→ **To be done**:
Transcribe the lines below verbatim, skipping the images.

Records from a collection
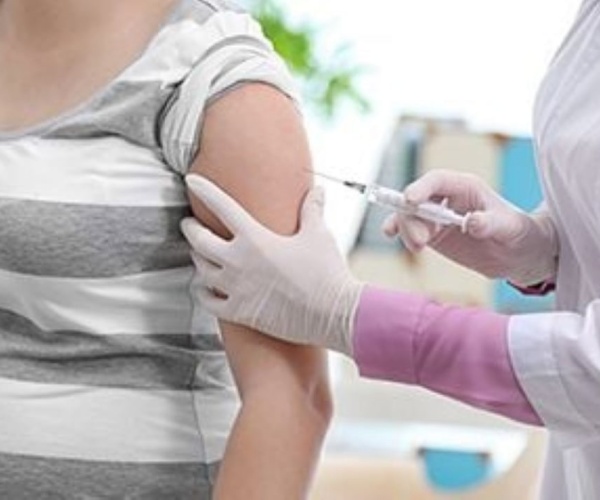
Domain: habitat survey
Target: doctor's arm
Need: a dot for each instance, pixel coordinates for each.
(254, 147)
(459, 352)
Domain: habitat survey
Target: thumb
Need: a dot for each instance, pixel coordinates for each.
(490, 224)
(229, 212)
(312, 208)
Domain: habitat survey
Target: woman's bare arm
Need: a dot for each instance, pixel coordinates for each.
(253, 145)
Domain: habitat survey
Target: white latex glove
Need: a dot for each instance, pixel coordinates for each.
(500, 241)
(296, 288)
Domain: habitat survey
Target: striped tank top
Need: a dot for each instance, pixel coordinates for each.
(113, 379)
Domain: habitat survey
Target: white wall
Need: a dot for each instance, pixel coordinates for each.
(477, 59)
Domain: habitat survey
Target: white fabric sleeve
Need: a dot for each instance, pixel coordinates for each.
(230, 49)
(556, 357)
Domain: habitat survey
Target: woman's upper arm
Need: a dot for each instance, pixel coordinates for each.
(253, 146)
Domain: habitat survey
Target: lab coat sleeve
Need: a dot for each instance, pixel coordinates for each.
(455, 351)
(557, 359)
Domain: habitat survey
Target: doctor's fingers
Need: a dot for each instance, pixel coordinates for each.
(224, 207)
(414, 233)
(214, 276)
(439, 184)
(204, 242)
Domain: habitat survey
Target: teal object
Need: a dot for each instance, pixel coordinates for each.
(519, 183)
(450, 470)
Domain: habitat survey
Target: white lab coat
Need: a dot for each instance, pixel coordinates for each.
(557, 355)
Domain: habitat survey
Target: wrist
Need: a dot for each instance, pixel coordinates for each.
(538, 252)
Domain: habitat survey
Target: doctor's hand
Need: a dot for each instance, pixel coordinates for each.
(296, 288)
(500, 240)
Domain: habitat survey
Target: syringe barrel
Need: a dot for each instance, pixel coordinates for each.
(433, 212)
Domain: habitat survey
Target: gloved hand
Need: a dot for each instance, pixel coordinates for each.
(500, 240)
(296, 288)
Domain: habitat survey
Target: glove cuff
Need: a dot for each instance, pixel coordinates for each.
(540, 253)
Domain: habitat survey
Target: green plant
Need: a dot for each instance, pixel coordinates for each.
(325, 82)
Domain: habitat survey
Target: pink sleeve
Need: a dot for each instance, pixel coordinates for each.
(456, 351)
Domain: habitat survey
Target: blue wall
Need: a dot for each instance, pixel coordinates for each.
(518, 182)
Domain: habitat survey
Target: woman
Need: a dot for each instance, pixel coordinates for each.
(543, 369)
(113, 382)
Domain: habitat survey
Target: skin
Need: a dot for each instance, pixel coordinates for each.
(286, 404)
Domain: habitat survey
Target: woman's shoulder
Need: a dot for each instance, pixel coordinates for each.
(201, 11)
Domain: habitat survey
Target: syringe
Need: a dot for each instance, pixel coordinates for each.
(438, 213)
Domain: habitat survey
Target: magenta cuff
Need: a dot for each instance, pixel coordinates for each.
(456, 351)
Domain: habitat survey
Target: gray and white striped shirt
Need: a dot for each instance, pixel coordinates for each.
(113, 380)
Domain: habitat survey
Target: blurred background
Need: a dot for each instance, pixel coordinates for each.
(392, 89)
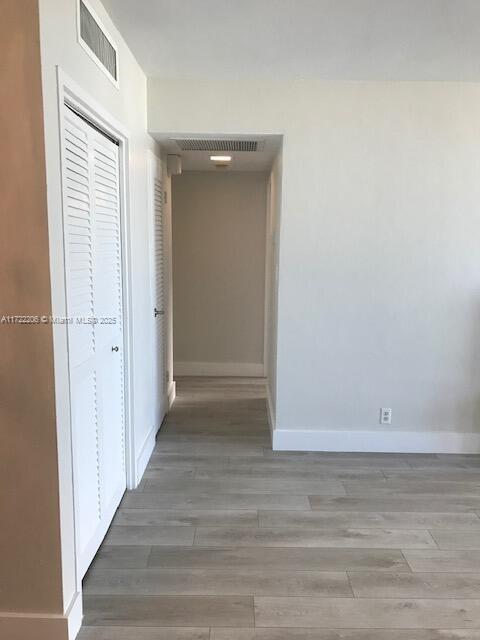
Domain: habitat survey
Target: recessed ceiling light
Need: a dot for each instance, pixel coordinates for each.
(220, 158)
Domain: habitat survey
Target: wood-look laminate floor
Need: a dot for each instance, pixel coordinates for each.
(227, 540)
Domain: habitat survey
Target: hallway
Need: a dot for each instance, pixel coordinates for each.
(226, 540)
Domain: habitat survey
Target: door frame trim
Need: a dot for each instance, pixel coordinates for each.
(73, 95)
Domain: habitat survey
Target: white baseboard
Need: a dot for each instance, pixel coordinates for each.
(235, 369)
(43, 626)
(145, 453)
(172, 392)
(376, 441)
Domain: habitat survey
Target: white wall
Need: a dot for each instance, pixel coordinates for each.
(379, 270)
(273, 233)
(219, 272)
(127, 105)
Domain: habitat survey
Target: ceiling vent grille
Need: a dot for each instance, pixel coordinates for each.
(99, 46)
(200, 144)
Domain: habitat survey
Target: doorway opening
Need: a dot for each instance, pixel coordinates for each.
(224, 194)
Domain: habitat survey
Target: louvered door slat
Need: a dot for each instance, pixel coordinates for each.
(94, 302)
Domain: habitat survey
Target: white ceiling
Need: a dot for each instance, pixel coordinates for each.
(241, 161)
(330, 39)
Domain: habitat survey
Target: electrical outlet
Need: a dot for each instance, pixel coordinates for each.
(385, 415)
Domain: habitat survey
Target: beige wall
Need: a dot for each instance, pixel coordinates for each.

→ **Task result**:
Domain: habitat survey
Target: doctor's arm
Need: a dot for each instance, pixel coordinates for each.
(254, 147)
(459, 352)
Domain: habitat survey
Target: thumb
Need: a dot for each instance, pixel coordinates for each.
(490, 224)
(229, 212)
(312, 208)
Domain: habitat survey
Target: woman's bare arm
Need: a dot for each instance, pixel coordinates for each.
(253, 145)
Domain: habitat survey
Target: white latex glove
Need: a dot for each instance, pixel coordinates for each.
(500, 241)
(296, 288)
Domain: habitat survey
Target: striped tank top
Need: a dot for each instance, pixel coordinates for each.
(113, 379)
Domain: habitat survey
Target: white wall
Need: a dot for each instance, pixel coordinates for each.
(477, 59)
Domain: habitat survey
Target: white fabric sleeve
Need: a dot for each instance, pixel coordinates for each.
(230, 49)
(556, 357)
Domain: habitat survey
Target: woman's upper arm
Need: a dot for each instance, pixel coordinates for each.
(253, 146)
Domain: habitat survey
Target: lab coat sleeve
Need: a dot for each instance, pixel coordinates for each.
(455, 351)
(557, 359)
Domain: habitat survey
Target: doctor's fingers
Need: a dot for each instance, pixel coordinates for each.
(224, 207)
(414, 233)
(214, 276)
(439, 184)
(204, 242)
Domain: habitat survey
Target: teal object
Need: a dot for each instance, pixel coordinates for each.
(519, 183)
(450, 470)
Domain: habitat survey
Target: white lab coat
Need: a dot for each instance, pixel coordinates for each.
(557, 355)
Domain: habitat survey
Target: wrist
Need: a dot for each instance, pixel coordinates for each.
(538, 252)
Domain: habitat survey
Target: doctor's hand
Need: a dot for each instance, pixel coordinates for each.
(296, 288)
(500, 240)
Domain: habitat survey
Target: syringe barrel
Need: a dot for each instance, pixel coordinates for each.
(433, 212)
Domain: habitat survey
Target: gloved hand
Need: a dot for each instance, pixel coordinates for each.
(500, 240)
(296, 288)
Domain: habitat survey
Target: glove cuff
Need: a dot for each instance, pixel coordinates for each.
(540, 253)
Domain: habitat survey
Target: green plant
Need: a dot for each instance, pixel coordinates for each.
(325, 82)
Domain: habitat survey
Target: pink sleeve
Need: a dot for each instance, pixel coordinates for each.
(456, 351)
Domain: habitat survey
Target: blue wall
Need: a dot for each instance, pixel coordinates for each.
(518, 182)
Domain: habitat survey
Target: woman
Need: a dot for each instance, pixel coordinates for each.
(543, 369)
(113, 382)
Domain: habitat survey
Target: skin
Need: a dot for each instance, pixel coordinates for each.
(286, 404)
Domain: habitat survey
Target: woman's shoulder
Need: a dot for each instance, pixel coordinates for each.
(201, 11)
Domain: habitat survey
Target: syringe
Need: a dot for each instance, pixel coordinates for each.
(438, 213)
Domain: habitat survey
Target: magenta cuff
Need: a dot for each instance, pixel coordinates for each.
(456, 351)
Domain: habitat survey
Target: gray and white striped shirt
Need: a dot for each instance, pixel coordinates for each.
(113, 380)
Domain: habitat survey
Target: blurred background
Need: a dot for each instance, pixel coordinates for each.
(392, 89)
Domain: habitat survey
Target: recessed ceiling light
Need: a dot for each instance, pixel coordinates for each.
(220, 158)
Domain: habitat survey
Target: wood-look laminate floor
Need: a dot for each instance, pixel coordinates for each.
(227, 540)
Domain: habitat survey
Target: hallway
Need: a dot for each instance, pixel coordinates for each.
(226, 540)
Domain: habitat survey
Target: door frame trim
Need: a dot for each instance, pixel coordinates for each.
(73, 95)
Domain: habitat survey
Target: white baseboard
Need: a dot for each instance, pixel coordinates for each.
(235, 369)
(43, 626)
(145, 453)
(172, 392)
(376, 441)
Domain: habitat survey
Target: white wall
Need: a dot for each instance, pixel coordinates for each.
(379, 270)
(273, 233)
(219, 272)
(127, 105)
Domain: habitat survey
Target: ceiling vent grille
Need: a dot for each instance, pixel coordinates for each.
(99, 46)
(200, 144)
Domain: habitat survey
Target: doorway opening
Need: a dot for each instance, pixel coordinates for each.
(224, 194)
Domain: habitat survey
Target: louvered door slat
Need: a dot for each instance, pixel coordinates for each.
(94, 302)
Domain: habitat survey
Target: white ceiling
Need: a dot for each instance, pixel coordinates for each.
(241, 161)
(330, 39)
Domain: habitat survey
Target: electrical outlet
Need: a dot for each instance, pixel coordinates for each.
(385, 415)
Domain: habitat survey
Target: beige wall
Need: a dot for each instance, pixel coordinates for each.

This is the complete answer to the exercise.